+++ Exercise material +++

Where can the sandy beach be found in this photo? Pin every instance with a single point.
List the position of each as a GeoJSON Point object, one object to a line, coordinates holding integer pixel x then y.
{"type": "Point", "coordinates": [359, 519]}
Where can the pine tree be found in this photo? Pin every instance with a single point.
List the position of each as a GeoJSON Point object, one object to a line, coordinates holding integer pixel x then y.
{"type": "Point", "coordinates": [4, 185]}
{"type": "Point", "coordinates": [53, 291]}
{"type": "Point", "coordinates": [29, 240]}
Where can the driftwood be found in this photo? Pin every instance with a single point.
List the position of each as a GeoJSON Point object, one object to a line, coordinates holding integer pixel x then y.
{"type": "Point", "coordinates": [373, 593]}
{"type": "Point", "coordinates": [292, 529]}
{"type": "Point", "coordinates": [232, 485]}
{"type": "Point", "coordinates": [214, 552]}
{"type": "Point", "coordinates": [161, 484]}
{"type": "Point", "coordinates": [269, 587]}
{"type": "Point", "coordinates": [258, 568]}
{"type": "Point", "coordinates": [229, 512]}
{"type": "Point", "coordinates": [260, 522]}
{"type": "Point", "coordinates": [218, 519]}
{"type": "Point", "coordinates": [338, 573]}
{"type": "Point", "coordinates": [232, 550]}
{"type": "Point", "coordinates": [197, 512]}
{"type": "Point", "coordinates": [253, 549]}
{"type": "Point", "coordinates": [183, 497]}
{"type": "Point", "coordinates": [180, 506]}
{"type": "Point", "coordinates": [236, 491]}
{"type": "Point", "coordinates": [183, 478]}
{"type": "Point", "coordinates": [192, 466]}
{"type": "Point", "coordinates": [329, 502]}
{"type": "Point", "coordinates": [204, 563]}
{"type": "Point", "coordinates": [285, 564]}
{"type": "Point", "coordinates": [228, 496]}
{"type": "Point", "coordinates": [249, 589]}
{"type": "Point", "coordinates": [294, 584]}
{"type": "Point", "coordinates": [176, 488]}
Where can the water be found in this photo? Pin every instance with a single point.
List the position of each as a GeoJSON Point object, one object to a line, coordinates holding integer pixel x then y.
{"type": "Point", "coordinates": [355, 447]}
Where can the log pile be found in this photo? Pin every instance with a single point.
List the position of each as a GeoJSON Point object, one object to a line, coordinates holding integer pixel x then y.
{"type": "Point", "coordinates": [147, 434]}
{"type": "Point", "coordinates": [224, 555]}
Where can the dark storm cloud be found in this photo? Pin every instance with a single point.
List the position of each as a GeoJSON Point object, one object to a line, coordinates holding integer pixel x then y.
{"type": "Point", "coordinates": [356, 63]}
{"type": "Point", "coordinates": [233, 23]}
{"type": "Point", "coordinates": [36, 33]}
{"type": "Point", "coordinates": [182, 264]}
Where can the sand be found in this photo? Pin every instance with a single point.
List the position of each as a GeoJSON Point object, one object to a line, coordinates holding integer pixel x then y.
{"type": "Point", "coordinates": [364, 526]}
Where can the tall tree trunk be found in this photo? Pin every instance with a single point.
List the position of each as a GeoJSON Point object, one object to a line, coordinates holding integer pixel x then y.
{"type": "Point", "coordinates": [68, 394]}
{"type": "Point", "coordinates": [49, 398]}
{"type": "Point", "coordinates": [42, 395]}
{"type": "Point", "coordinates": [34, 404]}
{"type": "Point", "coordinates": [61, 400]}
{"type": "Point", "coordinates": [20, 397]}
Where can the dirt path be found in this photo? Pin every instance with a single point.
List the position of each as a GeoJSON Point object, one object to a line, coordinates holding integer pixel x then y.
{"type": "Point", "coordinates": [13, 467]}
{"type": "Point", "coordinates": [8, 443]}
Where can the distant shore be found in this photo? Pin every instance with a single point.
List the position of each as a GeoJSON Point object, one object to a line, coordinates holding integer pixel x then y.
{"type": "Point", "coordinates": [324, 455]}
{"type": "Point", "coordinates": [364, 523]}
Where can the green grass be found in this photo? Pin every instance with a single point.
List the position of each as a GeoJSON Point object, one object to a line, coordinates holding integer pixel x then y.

+++

Exercise prompt:
All the data must be duplicated exactly, with nothing added or removed.

Result for this exercise:
Where can the sandy beach be found in this photo? Pin every instance with a single point.
List the position of each as a GeoJSON Point object, one object to a line, coordinates holding integer pixel x then y.
{"type": "Point", "coordinates": [359, 519]}
Where can the pine tree be found in this photo? Pin every instance with a single point.
List the position of each as a GeoJSON Point object, one object to a line, coordinates holding integer pixel x then y.
{"type": "Point", "coordinates": [4, 185]}
{"type": "Point", "coordinates": [53, 291]}
{"type": "Point", "coordinates": [29, 240]}
Where can the driftwood be found in this photo? Pin every instance with a single point.
List the position of each as a GeoJSON Point object, one object to a line, coordinates holding integer pixel x then y.
{"type": "Point", "coordinates": [373, 593]}
{"type": "Point", "coordinates": [292, 529]}
{"type": "Point", "coordinates": [232, 485]}
{"type": "Point", "coordinates": [214, 552]}
{"type": "Point", "coordinates": [161, 484]}
{"type": "Point", "coordinates": [269, 587]}
{"type": "Point", "coordinates": [258, 568]}
{"type": "Point", "coordinates": [229, 512]}
{"type": "Point", "coordinates": [260, 522]}
{"type": "Point", "coordinates": [218, 519]}
{"type": "Point", "coordinates": [338, 573]}
{"type": "Point", "coordinates": [232, 550]}
{"type": "Point", "coordinates": [197, 512]}
{"type": "Point", "coordinates": [253, 549]}
{"type": "Point", "coordinates": [183, 497]}
{"type": "Point", "coordinates": [180, 506]}
{"type": "Point", "coordinates": [236, 491]}
{"type": "Point", "coordinates": [183, 478]}
{"type": "Point", "coordinates": [192, 466]}
{"type": "Point", "coordinates": [329, 502]}
{"type": "Point", "coordinates": [204, 563]}
{"type": "Point", "coordinates": [285, 564]}
{"type": "Point", "coordinates": [228, 496]}
{"type": "Point", "coordinates": [249, 589]}
{"type": "Point", "coordinates": [294, 584]}
{"type": "Point", "coordinates": [176, 488]}
Where can the water be found in this photo? Pin every instance with a single point.
List the position of each as a GeoJSON Point object, one object to a line, coordinates holding integer pixel x then y.
{"type": "Point", "coordinates": [355, 447]}
Where can the log pile be found in this photo? Pin every instance with a single point.
List the position of each as a GeoJSON Point object, one object to a line, coordinates holding integer pixel x then y.
{"type": "Point", "coordinates": [147, 434]}
{"type": "Point", "coordinates": [224, 555]}
Where can the dark storm cloud be found in this photo? Pin every instance with a single point.
List the position of each as a GeoJSON Point object, one object to a line, coordinates holding integer pixel x then y.
{"type": "Point", "coordinates": [356, 63]}
{"type": "Point", "coordinates": [233, 23]}
{"type": "Point", "coordinates": [36, 33]}
{"type": "Point", "coordinates": [182, 264]}
Where can the sand be found in this photo? Pin every instance with a single point.
List the position of each as a GeoJSON Point object, one object to a line, coordinates holding integer pixel x then y.
{"type": "Point", "coordinates": [364, 526]}
Where can the tall tree trunk be found in this photo? Pin every instance with a single point.
List the position of each as a GeoJSON Point object, one object to a line, coordinates holding integer pixel x then y.
{"type": "Point", "coordinates": [68, 394]}
{"type": "Point", "coordinates": [49, 398]}
{"type": "Point", "coordinates": [42, 395]}
{"type": "Point", "coordinates": [34, 404]}
{"type": "Point", "coordinates": [61, 400]}
{"type": "Point", "coordinates": [20, 397]}
Where can the dirt path be found in this photo? Pin every instance with a single point.
List the position of each as a GeoJSON Point object, one object to a line, coordinates holding integer pixel x then y.
{"type": "Point", "coordinates": [13, 467]}
{"type": "Point", "coordinates": [8, 443]}
Where can the distant shore be found in this photo? Pin every instance with a single point.
List the position of each as a GeoJSON Point object, one object to a line, coordinates holding integer pixel x then y.
{"type": "Point", "coordinates": [324, 455]}
{"type": "Point", "coordinates": [364, 523]}
Where can the green grass be found in this photo? Pin every instance with a single point.
List the position of each as a GeoJSON Point object, one object to a line, coordinates holding integer pixel x then y.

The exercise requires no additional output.